— Directions —
Only the lines with the string "instance" are needed; return each of them from the entries below.

[[ Data records open ]]

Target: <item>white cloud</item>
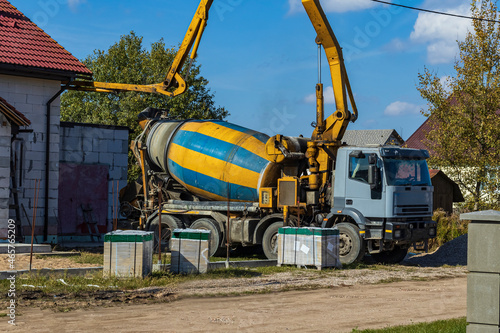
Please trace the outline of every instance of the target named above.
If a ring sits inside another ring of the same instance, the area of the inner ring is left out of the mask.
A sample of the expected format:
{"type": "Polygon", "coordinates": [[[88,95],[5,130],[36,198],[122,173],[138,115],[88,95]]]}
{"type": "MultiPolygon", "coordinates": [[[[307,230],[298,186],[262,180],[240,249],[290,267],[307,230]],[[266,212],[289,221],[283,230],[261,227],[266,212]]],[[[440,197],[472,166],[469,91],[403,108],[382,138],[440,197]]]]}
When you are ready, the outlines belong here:
{"type": "Polygon", "coordinates": [[[78,6],[81,5],[82,3],[86,3],[87,0],[68,0],[68,6],[71,11],[76,12],[78,9],[78,6]]]}
{"type": "MultiPolygon", "coordinates": [[[[423,8],[458,15],[470,15],[467,1],[426,1],[423,8]],[[454,5],[454,7],[443,7],[454,5]]],[[[427,59],[431,64],[449,63],[458,54],[457,40],[462,41],[471,28],[468,19],[432,13],[420,13],[413,26],[410,40],[427,44],[427,59]]]]}
{"type": "MultiPolygon", "coordinates": [[[[325,99],[325,104],[335,104],[335,96],[333,95],[333,87],[328,86],[323,89],[323,96],[325,99]]],[[[309,94],[304,97],[304,102],[308,104],[316,103],[316,94],[309,94]]]]}
{"type": "Polygon", "coordinates": [[[386,116],[403,116],[409,114],[418,114],[421,107],[416,104],[411,104],[407,102],[396,101],[389,104],[385,110],[384,115],[386,116]]]}
{"type": "MultiPolygon", "coordinates": [[[[304,10],[301,0],[288,0],[289,14],[304,10]]],[[[344,13],[348,11],[364,10],[377,6],[373,1],[367,0],[323,0],[321,7],[325,12],[344,13]]]]}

[[ Data records closed ]]

— Task result —
Please trace the outline of every instance of the target named above.
If a ring sits inside another ring of the same instance, the area of the inner ring is left out of the mask.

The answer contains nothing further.